▸ **TASKS FOR THIS EXERCISE**:
[A] Reproduce the part of the Agda lattice morphisms module that opens with the words containing "open import Algebra.Core" and closes with "using (Level; _⊔_)".
[B] Carry on the Agda lattice morphisms module from the point where it stops.
── READING TEXT ──
Algebra.Lattice.Morphism.Structures

------------------------------------------------------------------------
-- The Agda standard library
--
-- Morphisms between algebraic lattice structures
------------------------------------------------------------------------

{-# OPTIONS --cubical-compatible --safe #-}

open import Algebra.Core
open import Algebra.Bundles
open import Algebra.Morphism
open import Algebra.Lattice.Bundles
import Algebra.Morphism.Definitions as MorphismDefinitions
open import Level using (Level; _⊔_)
open import Function.Definitions
open import Relation.Binary.Morphism.Structures
open import Relation.Binary.Core

module Algebra.Lattice.Morphism.Structures where

private
  variable
    a b ℓ₁ ℓ₂ : Level

------------------------------------------------------------------------
-- Morphisms over lattice-like structures
------------------------------------------------------------------------

module LatticeMorphisms (L₁ : RawLattice a ℓ₁) (L₂ : RawLattice b ℓ₂) where

  open RawLattice L₁ renaming
    ( Carrier to A; _≈_ to _≈₁_
    ; _∧_ to _∧₁_; _∨_ to _∨₁_
    ; ∧-rawMagma to ∧-rawMagma₁
    ; ∨-rawMagma to ∨-rawMagma₁)

  open RawLattice L₂ renaming
    ( Carrier to B; _≈_ to _≈₂_
    ; _∧_ to _∧₂_; _∨_ to _∨₂_
    ; ∧-rawMagma to ∧-rawMagma₂
    ; ∨-rawMagma to ∨-rawMagma₂)
───
── GIVEN INFORMATION ──
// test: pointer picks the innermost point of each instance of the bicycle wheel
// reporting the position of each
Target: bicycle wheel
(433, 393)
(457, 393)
───
▸ **ANSWERS**:
[A]
open import Algebra.Core
open import Algebra.Bundles
open import Algebra.Morphism
open import Algebra.Lattice.Bundles
import Algebra.Morphism.Definitions as MorphismDefinitions
open import Level using (Level; _⊔_)

[B]
  module ∨ = MagmaMorphisms ∨-rawMagma₁ ∨-rawMagma₂
  module ∧ = MagmaMorphisms ∧-rawMagma₁ ∧-rawMagma₂

  open MorphismDefinitions A B _≈₂_


  record IsLatticeHomomorphism (⟦_⟧ : A → B) : Set (a ⊔ ℓ₁ ⊔ ℓ₂) where
    field
      isRelHomomorphism : IsRelHomomorphism _≈₁_ _≈₂_ ⟦_⟧
      ∧-homo            : Homomorphic₂ ⟦_⟧ _∧₁_ _∧₂_
      ∨-homo            : Homomorphic₂ ⟦_⟧ _∨₁_ _∨₂_

    open IsRelHomomorphism isRelHomomorphism public
      renaming (cong to ⟦⟧-cong)

    ∧-isMagmaHomomorphism : ∧.IsMagmaHomomorphism ⟦_⟧
    ∧-isMagmaHomomorphism = record
      { isRelHomomorphism = isRelHomomorphism
      ; homo = ∧-homo
      }

    ∨-isMagmaHomomorphism : ∨.IsMagmaHomomorphism ⟦_⟧
    ∨-isMagmaHomomorphism = record
      { isRelHomomorphism = isRelHomomorphism
      ; homo = ∨-homo
      }

  record IsLatticeMonomorphism (⟦_⟧ : A → B) : Set (a ⊔ ℓ₁ ⊔ ℓ₂) where
    field
      isLatticeHomomorphism : IsLatticeHomomorphism ⟦_⟧
      injective             : Injective _≈₁_ _≈₂_ ⟦_⟧

    open IsLatticeHomomorphism isLatticeHomomorphism public

    ∨-isMagmaMonomorphism : ∨.IsMagmaMonomorphism ⟦_⟧
    ∨-isMagmaMonomorphism = record
      { isMagmaHomomorphism = ∨-isMagmaHomomorphism
      ; injective           = injective
      }

    ∧-isMagmaMonomorphism : ∧.IsMagmaMonomorphism ⟦_⟧
    ∧-isMagmaMonomorphism = record
      { isMagmaHomomorphism = ∧-isMagmaHomomorphism
      ; injective           = injective
      }

    open ∧.IsMagmaMonomorphism ∧-isMagmaMonomorphism public
      using (isRelMonomorphism)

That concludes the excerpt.